[Aim of the exercise]:
Nothing in the data should be left out or altered when it is retyped.

------------------------------

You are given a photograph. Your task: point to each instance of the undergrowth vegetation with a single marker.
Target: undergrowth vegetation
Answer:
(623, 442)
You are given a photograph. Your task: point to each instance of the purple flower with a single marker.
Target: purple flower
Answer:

------------------------------

[Solution]:
You are given a photograph. Your task: point to each instance of the undergrowth vegetation with a single marker.
Target: undergrowth vegetation
Answer:
(623, 442)
You are given a photograph. Your task: point to each instance of the purple flower with a single marker.
Target: purple flower
Answer:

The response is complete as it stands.